# [TEXTE SOURCE]

La promesse est une dette dit la sagesse. En concluant cette chronique la semaine dernière, je promettais de vous parler cette fois- ci des relations complexes entre l’eau et la Ville. Un des aspects importants se trouve être la gestion des eaux pluviales, leur quantité, leur collecte, leur évacuation aussi, conséquemment des inondations.
Au Mali, une stratégie nationale existe en la matière. Mais, elle ne semble pas avoir permis, à travers les mesures stratégiques préconisées, de prévenir ou même de limiter les dégâts humains et matériels. Cependant, il faut le reconnaitre, les mesures de riposte ou de relèvement prises par les plus hautes autorités furent vigoureuses, avec dans la foulée l’ouverture d’une enquête pour comprendre les causes de la catastrophe et situer les responsabilités humaines pour ce qui concerne les facteurs aggravants.
Parmi ces facteurs il ya l’urbanisation mal maîtrisée, l’état des voiries, des réseaux divers, etc. Il faudra également souligner l’impact du relief, du réseau hydrographique, en un mot le comportement hydrologique du bassin versant et son complexe qui doit faire l’objet d’une étude approfondie, surtout en ce qui concerne le temps de concentration des eaux.
Le relief est sans doute l’un des éléments les plus marquants dans l’organisation et la structuration des villes. De tout temps, l’homme a cherché à l’utiliser au mieux, soit pour se protéger des agresseurs, pour contrôler un point de passage stratégique, pour profiter de microclimats.
Les voiries et réseaux divers sont également fortement conditionnés par le relief et le réseau hydrographique.
Les grands axes de circulation, depuis l’époque préhistorique, utilisent les voies naturelles de pénétration à travers des éléments de relief comme les rivières et les fleuves. Les carrefours entre deux ou plusieurs de ces grandes voies de circulation ont donc constitué, par les échanges humains et commerciaux qu’ils permettaient, des points privilégiés de création des villes. L’histoire de la naissance de la ville de Bamako est assez éloquente à cet égard.

# [CONSIGNE A]
Relevez, dans le texte sur l'eau et la ville, le passage qui va de « Les grands axes » jusqu'à « à cet égard. » inclus.
# [CONSIGNE B]
Rédigez la suite du texte sur l'eau et la ville en reprenant après sa dernière phrase.

# [LISTE DES DONNÉES]
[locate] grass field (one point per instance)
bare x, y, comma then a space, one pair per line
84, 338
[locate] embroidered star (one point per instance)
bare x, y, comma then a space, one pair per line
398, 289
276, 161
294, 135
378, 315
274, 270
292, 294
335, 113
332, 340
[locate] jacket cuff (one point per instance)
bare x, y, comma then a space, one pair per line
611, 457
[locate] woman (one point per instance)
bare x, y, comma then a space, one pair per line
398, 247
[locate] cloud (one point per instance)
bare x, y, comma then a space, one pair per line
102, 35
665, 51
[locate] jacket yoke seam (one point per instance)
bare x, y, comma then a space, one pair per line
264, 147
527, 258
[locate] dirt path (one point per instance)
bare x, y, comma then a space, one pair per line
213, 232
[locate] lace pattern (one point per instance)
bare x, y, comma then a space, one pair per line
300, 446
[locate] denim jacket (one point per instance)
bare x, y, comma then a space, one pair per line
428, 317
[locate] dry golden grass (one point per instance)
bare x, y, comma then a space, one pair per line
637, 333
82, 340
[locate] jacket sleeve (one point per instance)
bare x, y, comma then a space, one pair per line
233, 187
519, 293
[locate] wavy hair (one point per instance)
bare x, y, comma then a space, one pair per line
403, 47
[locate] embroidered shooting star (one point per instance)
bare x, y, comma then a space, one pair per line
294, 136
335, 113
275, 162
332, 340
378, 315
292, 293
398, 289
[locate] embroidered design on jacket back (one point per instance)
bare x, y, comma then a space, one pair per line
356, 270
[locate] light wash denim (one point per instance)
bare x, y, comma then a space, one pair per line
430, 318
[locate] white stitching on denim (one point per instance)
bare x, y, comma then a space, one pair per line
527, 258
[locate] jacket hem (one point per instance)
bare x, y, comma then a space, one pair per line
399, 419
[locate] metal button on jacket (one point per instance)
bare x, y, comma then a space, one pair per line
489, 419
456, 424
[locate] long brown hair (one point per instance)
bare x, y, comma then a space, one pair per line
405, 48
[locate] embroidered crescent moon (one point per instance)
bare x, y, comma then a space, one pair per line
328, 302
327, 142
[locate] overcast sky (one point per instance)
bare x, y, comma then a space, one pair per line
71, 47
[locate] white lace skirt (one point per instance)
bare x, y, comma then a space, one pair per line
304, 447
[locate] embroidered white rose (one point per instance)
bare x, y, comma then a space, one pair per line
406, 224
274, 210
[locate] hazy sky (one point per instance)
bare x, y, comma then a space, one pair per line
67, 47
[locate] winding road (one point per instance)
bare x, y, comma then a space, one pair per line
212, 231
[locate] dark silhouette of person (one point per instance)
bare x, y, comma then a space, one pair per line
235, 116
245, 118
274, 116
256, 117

# [RÉPONSE RÉDIGÉE A]
Les grands axes de circulation, depuis l’époque préhistorique, utilisent les voies naturelles de pénétration à travers des éléments de relief comme les rivières et les fleuves. Les carrefours entre deux ou plusieurs de ces grandes voies de circulation ont donc constitué, par les échanges humains et commerciaux qu’ils permettaient, des points privilégiés de création des villes. L’histoire de la naissance de la ville de Bamako est assez éloquente à cet égard.

# [RÉPONSE RÉDIGÉE B]
Du fait donc de la localisation des villes à proximité immédiate des rivières ou des fleuves, se protéger contre les conséquences des crues est très tôt apparue comme une nécessité. Le mythe du déluge est ainsi partagé par toutes les civilisations, quel que soit le climat sous lequel elles se sont développées. En témoignent, entre autres :
– le récit de l’ancien testament, emprunté aux Babyloniens, selon lequel le dieu Enkil a voulu noyer tous les hommes parce qu’ils faisaient trop de bruit et l’empêchaient de dormir ;
– le récit des Chippewa (indiens du Minnesota et du Dakota du nord) qui dit que le déluge a été provoqué par une petite souris qui a grignoté le sac en cuir où était enfermée la chaleur du soleil, ce qui à fait fondre toute la neige et toute la glace de la Terre ;
– le récit des Quiches du Mexique, nous enseigne que les dieux ont provoqué le déluge pour balayer leur première création ratée : les hommes modelés à partir d’argile ne pouvaient pas tourner la tête.
L’urbanisation se caractérise, en général, dans nos villes du sud par un développement anarchique de l’habitat et le non respect des Schémas directeurs d’aménagement et d’urbanisme (Sdau) et des Plans d’urbanisme sectoriels (Pus), avec la création de quartiers spontanés, qui a pour corollaire l’insalubrité, l’occupation de zones potentiellement inondables, le non respect des servitudes d’urbanisme. Cette occupation anarchique et dangereuse de sites non aménagés occasionne des risques constants d’inondations, par conséquent d’insécurité, des perturbations du bon écoulement des eaux pluviales.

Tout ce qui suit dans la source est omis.